INPUT DATA:
[Start]

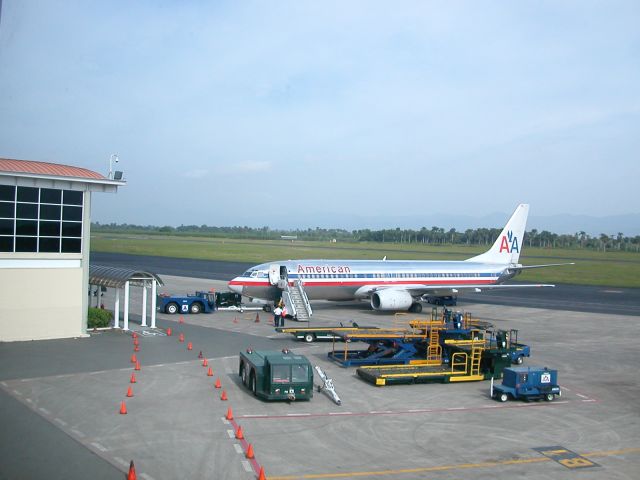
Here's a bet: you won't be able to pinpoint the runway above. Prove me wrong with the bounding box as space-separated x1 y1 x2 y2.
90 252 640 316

[End]
[Start]

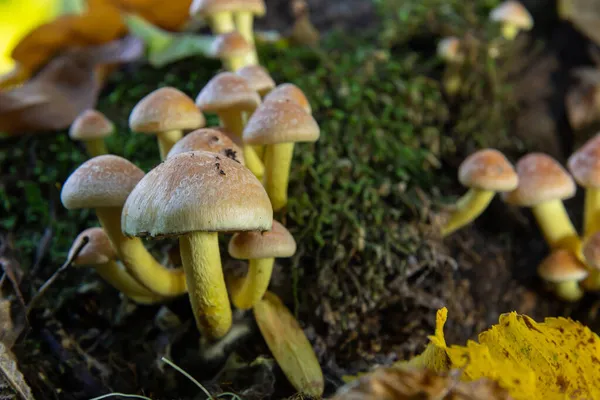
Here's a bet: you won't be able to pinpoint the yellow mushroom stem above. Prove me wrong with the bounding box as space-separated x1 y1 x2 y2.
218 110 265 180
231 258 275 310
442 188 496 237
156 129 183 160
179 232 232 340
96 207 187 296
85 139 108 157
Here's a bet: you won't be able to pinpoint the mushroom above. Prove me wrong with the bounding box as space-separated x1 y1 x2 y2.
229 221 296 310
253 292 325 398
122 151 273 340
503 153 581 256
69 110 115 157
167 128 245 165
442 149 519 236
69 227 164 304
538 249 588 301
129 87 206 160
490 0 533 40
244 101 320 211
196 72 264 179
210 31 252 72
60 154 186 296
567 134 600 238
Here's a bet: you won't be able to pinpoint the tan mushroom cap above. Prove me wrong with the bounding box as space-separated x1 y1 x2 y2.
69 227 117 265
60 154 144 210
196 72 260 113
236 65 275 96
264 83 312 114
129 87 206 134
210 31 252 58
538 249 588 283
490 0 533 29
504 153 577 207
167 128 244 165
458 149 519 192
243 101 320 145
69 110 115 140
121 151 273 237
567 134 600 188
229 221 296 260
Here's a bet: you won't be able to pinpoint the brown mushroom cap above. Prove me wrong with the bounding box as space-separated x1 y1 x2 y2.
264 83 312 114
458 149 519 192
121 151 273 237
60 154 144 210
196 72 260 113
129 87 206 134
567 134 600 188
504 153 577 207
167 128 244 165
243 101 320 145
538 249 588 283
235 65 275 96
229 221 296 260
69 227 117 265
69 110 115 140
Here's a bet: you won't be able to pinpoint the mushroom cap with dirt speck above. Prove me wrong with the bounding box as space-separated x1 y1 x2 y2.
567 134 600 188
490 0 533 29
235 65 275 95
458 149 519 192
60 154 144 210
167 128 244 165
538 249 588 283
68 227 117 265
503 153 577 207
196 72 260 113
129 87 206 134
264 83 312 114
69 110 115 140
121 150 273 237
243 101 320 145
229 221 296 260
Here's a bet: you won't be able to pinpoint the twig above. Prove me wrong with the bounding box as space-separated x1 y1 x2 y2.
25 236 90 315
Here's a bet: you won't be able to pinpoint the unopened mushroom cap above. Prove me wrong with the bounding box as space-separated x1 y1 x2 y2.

[End]

SHORT EXERCISE:
Print, unchanged, every line from the one containing "Here's a bet: you won't be able to pinpoint the runway" up to and including the one containing "90 252 640 316".

SOLUTION TO THE EXERCISE:
Here's a bet: you won't be able to pinpoint the runway above. Prove me wrong with the bounding box as space-separated x1 y1 x2 y2.
90 252 640 316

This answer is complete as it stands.